**Text for analysis**
╭──

The Battle of Toulouse took place on April 10, 1814, just four days after Napoleon's surrender of the French Empire to the Sixth Coalition, marking one of the final conflicts of the Napoleonic Wars. Having pushed the demoralised and disintegrating French Imperial Army out of Spain in a difficult campaign the previous autumn, the Allied British-Portuguese and Spanish army under Field Marshal Arthur Wellesley, 1st Marquess of Wellington pursued the war into southern France in the spring of 1814.

The city of Toulouse, the regional capital, put up a fierce resistance under the command of Marshal Soult, who tenaciously defended its fortified environs. The city fortifications themselves were not attacked. One British and two Spanish divisions were badly mauled in bloody fighting on 10 April, with Allied losses exceeding French casualties by almost 3,000, as per recent estimate. In the battle, Wellington's Spanish corps was led by Manuel Freire de Andrade, (Note: Battle of Toulouse order of battle) who had defeated Soult at the Battle of San Marcial last year. Freire's Spaniards were heavily engaged in the main assault and thus suffered heavy losses. Freire was unable to break through on his own, so Beresford's corps was thrown into the fray. Victory shifted back and forth in fierce combats as the Allies confidently tried to make their way through until, by the end of the day, the Anglo-Allied achievement was only to press back the French army at a certain distance in one sector of the battle; the Allies, nevertheless, were unable to break the French resistance there. On the other flank, Thomas Picton's Anglo-Portuguese forces (part of Wellington's own corps) were unable to push the French out of their position. The day after the battle at Toulouse, Soult retreated from that city, leaving behind 1,600 wounded soldiers including three generals.

╰──

Collected data
╭──

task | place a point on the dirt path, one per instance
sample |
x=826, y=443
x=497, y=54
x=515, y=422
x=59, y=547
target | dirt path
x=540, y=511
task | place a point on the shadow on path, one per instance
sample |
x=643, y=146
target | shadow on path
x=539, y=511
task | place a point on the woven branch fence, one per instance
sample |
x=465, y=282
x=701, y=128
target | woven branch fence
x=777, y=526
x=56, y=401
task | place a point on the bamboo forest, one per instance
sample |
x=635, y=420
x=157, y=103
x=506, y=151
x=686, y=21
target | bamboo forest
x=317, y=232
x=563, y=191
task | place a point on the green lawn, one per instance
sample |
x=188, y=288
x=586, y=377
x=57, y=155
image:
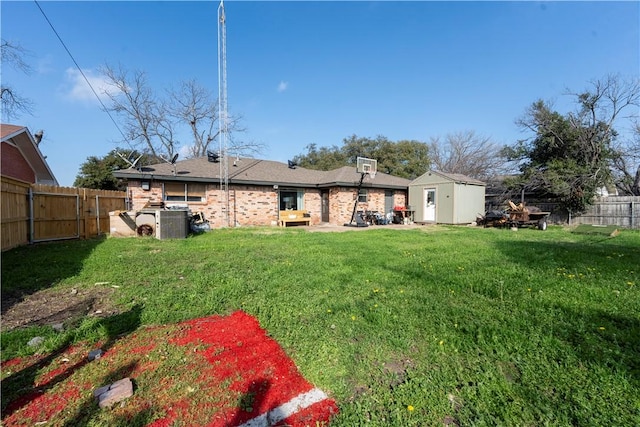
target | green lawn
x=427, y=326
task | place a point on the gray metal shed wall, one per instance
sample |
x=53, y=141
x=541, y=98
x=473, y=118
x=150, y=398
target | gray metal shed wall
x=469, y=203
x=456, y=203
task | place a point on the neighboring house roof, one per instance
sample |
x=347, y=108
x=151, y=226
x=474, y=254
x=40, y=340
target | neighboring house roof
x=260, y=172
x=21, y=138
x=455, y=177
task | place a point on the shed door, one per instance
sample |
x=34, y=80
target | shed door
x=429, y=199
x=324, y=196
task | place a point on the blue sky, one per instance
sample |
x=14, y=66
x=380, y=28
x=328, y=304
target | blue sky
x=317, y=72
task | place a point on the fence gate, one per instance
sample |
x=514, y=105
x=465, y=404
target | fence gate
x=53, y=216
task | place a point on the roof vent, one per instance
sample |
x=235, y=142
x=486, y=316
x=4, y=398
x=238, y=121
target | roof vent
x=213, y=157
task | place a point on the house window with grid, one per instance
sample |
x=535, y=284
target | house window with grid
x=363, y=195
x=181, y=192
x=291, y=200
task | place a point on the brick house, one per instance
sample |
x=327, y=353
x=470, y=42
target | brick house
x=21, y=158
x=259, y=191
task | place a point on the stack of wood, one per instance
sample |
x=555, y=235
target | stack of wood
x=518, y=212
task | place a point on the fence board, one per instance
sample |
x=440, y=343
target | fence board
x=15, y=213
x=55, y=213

╰──

**Task to carry out**
Translate this sentence from the passage on the Battle of Toulouse into Spanish: "The day after the battle at Toulouse, Soult retreated from that city, leaving behind 1,600 wounded soldiers including three generals."

**Response to the exercise**
Al día siguiente de la batalla de Toulouse, Soult se retiró de esa ciudad, dejando atrás a 1.600 soldados heridos, entre ellos tres generales.